SOURCE EXTRACT.
-.-.-

Preventive Law for Employers
Federal Employment Law, Harassment and Discrimination

Employers Be WARNed!

There’s no doubt that these are tough times. Last month the federal Equal Employment Opportunity Commission (EEOC) reported that workplace discrimination filings soared to an unprecedented level of 95,402 during fiscal year 2008, which ended September 30.

The EEOC statistics are astounding. Total claims went from 82,792 in 2007 to 95,402 in 2008, a 15 percent increase in just one year. Sexual harassment charges went from 12,510 in 2007 to 13,867 in 2008, the largest number of charges since 2002, sharply reversing a ten-year trend of flat or declining sexual harassment charges. Claims of age discrimination and retaliation charges saw the largest increases -29% and 23%, respectively. “The EEOC has not seen an increase of this magnitude in charges filed for many years,” said EEOC acting chairman Stuart J. Ishimaru. The EEOC speculated that the surge in filings may be due to multiple factors, including economic conditions and employees’ greater knowledge of the law.

Then look at the unemployment statistics: As of March, the unemployment rate was 8.5%, the highest level in more than 25 years. More than 2 million people have lost their jobs since the beginning of the year. That’s 2 million potential plaintiffs.

If your organization is contemplating a large layoff or reduction in force (RIF), be WARNed! That means compliance with the Worker Adjustment and Retraining Notification Act (WARN). This federal law generally requires employers of 100 or more full-time employees to provide a 60 days’ notice of plant closings (termination of 50 or more employees) or mass layoffs (500 or more employees at a site or 50-499 employees constituting at least 33 1/3% of the full-time workforce at a site).

-.-.-

ENTRIES SHOWN.
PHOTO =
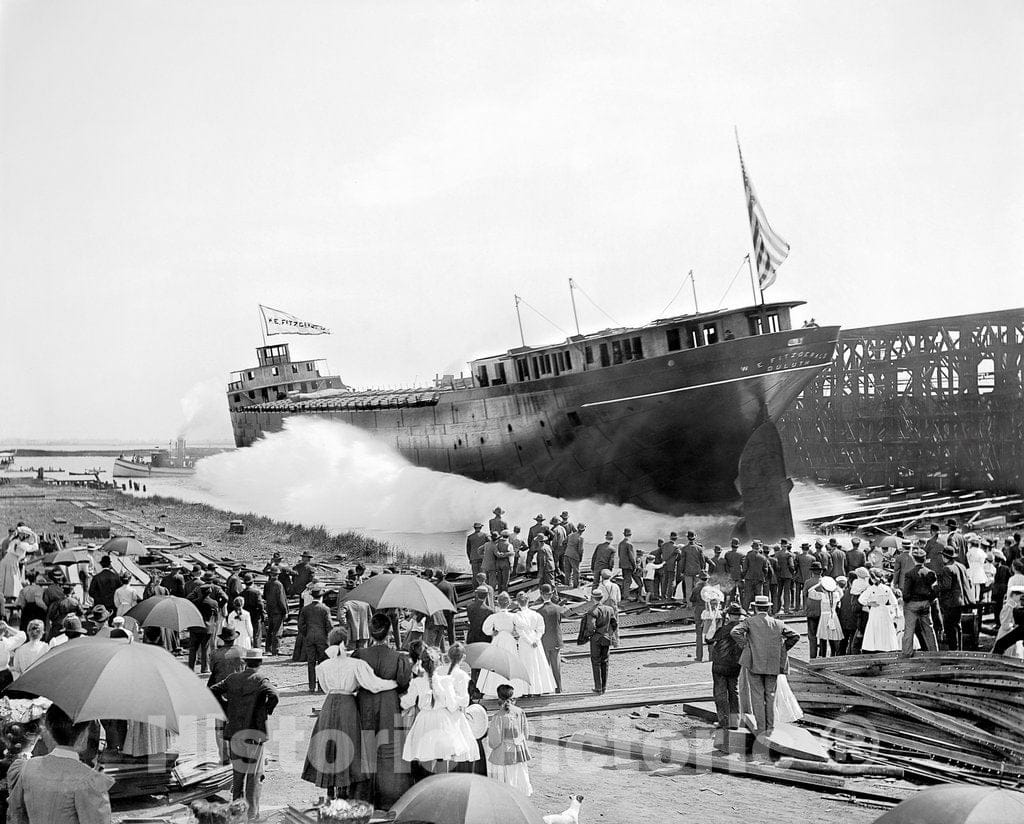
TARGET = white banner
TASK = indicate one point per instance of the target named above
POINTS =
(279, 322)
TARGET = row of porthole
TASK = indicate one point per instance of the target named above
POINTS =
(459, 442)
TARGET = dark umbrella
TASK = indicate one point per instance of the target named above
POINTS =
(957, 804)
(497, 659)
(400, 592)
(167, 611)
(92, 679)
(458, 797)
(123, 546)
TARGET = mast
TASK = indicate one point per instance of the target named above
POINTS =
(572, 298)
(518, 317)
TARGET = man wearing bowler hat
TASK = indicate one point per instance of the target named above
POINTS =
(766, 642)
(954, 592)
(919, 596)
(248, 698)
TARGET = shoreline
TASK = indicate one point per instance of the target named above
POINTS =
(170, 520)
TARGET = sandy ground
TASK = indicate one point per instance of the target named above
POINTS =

-.-.-

OBJECTIVES.
• A. Answer these questions from the employer law article:
(i) How many workplace discrimination filings did the EEOC report for fiscal year 2008?
(ii) What was the unemployment rate as of March?
(iii) How many days' notice does the WARN Act generally require?
• B. Summarize the employer law article in two sentences.

TASK-BY-TASK ANSWERS.
• A.
(i) 95,402
(ii) 8.5%
(iii) 60 days

• B. The EEOC reported that workplace discrimination filings rose 15 percent to an unprecedented 95,402 in fiscal year 2008, with age discrimination and retaliation charges showing the largest increases, while unemployment stood at 8.5% as of March. Employers planning a large layoff or reduction in force must comply with the WARN Act, which generally requires employers of 100 or more full-time employees to give 60 days' notice of plant closings or mass layoffs.